**DATA SHOWN:**
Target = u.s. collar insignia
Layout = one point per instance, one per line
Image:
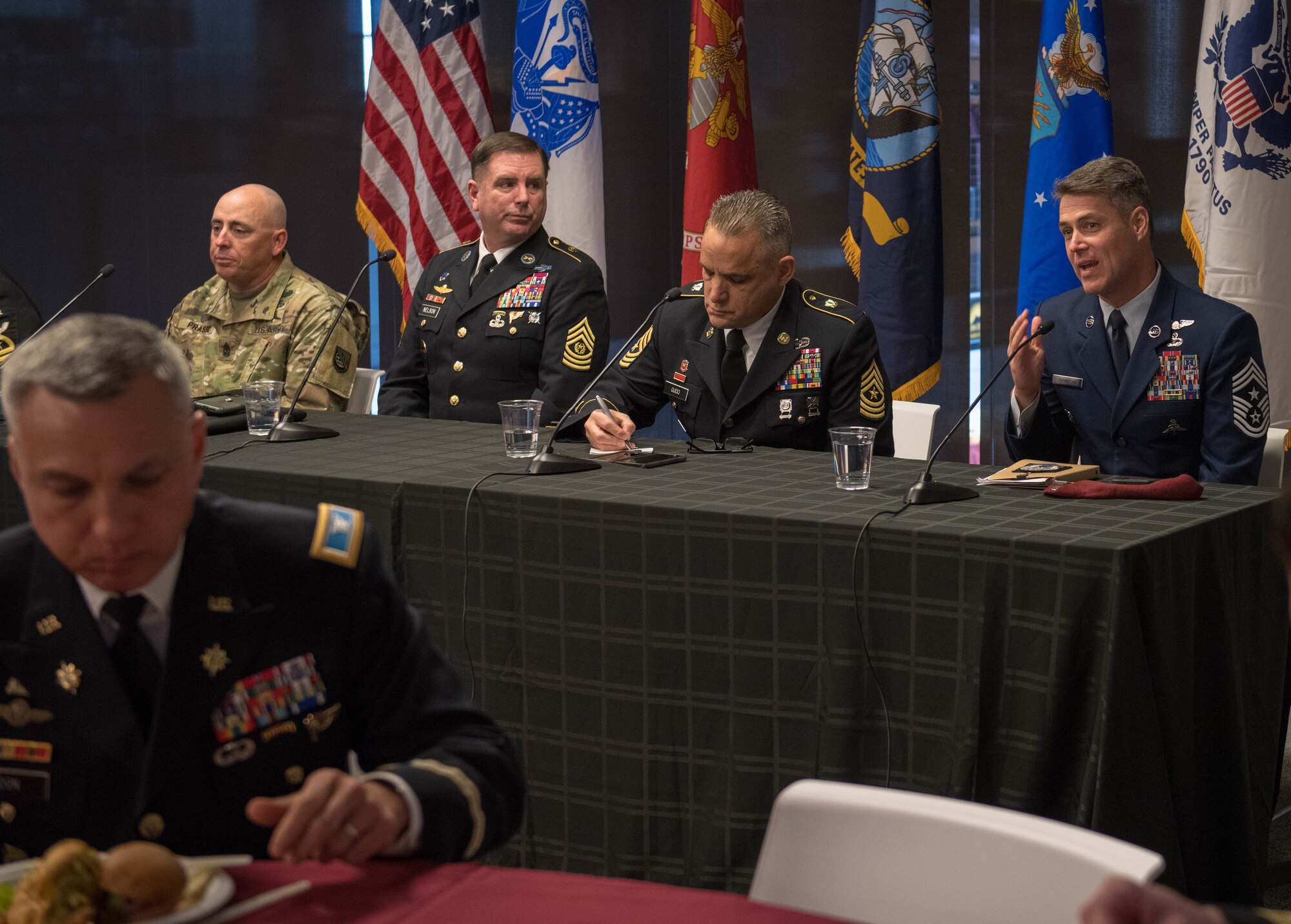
(68, 677)
(338, 535)
(215, 660)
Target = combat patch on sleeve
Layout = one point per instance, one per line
(873, 393)
(638, 348)
(338, 535)
(580, 344)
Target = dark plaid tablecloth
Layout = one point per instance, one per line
(673, 647)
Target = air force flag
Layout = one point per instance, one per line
(1237, 197)
(1071, 126)
(556, 100)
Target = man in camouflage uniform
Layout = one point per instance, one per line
(260, 317)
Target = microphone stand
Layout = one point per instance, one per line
(549, 461)
(926, 490)
(287, 432)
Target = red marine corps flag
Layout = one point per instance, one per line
(720, 156)
(428, 109)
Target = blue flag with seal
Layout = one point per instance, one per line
(1071, 127)
(556, 100)
(894, 237)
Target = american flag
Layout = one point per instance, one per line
(1245, 99)
(428, 109)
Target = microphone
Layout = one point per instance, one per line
(289, 432)
(549, 461)
(103, 274)
(926, 491)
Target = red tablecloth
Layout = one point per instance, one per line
(463, 894)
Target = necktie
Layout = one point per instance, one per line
(733, 365)
(137, 664)
(486, 268)
(1120, 343)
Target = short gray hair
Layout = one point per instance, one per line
(1119, 180)
(94, 358)
(757, 212)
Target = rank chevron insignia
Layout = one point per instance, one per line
(872, 393)
(638, 348)
(580, 344)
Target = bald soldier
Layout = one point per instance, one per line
(260, 317)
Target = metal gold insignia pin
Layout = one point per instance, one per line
(69, 677)
(215, 660)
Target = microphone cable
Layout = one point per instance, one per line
(866, 648)
(467, 565)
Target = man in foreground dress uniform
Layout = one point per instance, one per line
(513, 316)
(261, 317)
(1142, 376)
(748, 353)
(193, 669)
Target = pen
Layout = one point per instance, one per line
(611, 416)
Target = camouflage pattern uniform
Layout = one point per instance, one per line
(274, 336)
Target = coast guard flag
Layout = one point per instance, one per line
(428, 109)
(894, 237)
(720, 156)
(1237, 197)
(1071, 126)
(556, 100)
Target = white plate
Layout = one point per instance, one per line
(220, 890)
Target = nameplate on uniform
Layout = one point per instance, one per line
(19, 785)
(527, 295)
(1179, 379)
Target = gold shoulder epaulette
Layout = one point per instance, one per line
(827, 305)
(338, 535)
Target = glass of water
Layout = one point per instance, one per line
(521, 428)
(854, 454)
(264, 403)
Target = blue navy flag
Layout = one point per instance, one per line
(894, 237)
(556, 100)
(1071, 127)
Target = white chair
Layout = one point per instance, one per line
(1275, 459)
(912, 429)
(366, 384)
(880, 856)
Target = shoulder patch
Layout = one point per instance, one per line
(338, 535)
(873, 405)
(638, 348)
(827, 305)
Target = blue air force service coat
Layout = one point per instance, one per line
(536, 328)
(1195, 398)
(290, 646)
(818, 367)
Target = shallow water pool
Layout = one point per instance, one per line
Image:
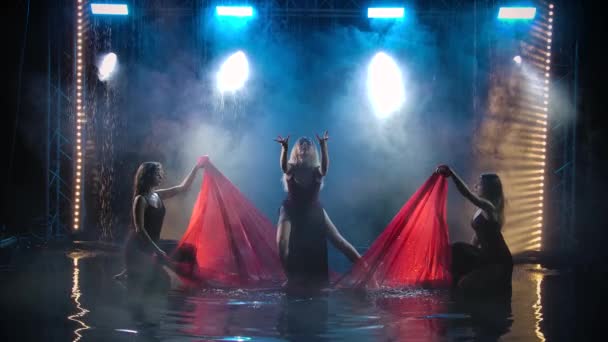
(56, 295)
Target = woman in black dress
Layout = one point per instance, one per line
(304, 226)
(486, 266)
(142, 253)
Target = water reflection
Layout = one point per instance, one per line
(538, 278)
(419, 315)
(76, 294)
(98, 311)
(303, 319)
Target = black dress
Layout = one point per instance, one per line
(306, 264)
(141, 265)
(492, 251)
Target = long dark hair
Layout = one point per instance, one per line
(491, 189)
(145, 177)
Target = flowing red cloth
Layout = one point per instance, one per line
(228, 243)
(413, 250)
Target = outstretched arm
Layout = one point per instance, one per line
(185, 184)
(479, 202)
(139, 208)
(324, 153)
(339, 241)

**INSTRUCTIONS FOR THE TASK:** Please convert the records from the line with "Target = outstretched arm" through the end of the records into a JSON list of strings, one string per line, leaving out blank lines.

**RESULT:**
[
  "Target = outstretched arm",
  "Layout = one point per instance, one per line",
  "(185, 184)",
  "(479, 202)",
  "(139, 208)",
  "(324, 153)",
  "(339, 241)"
]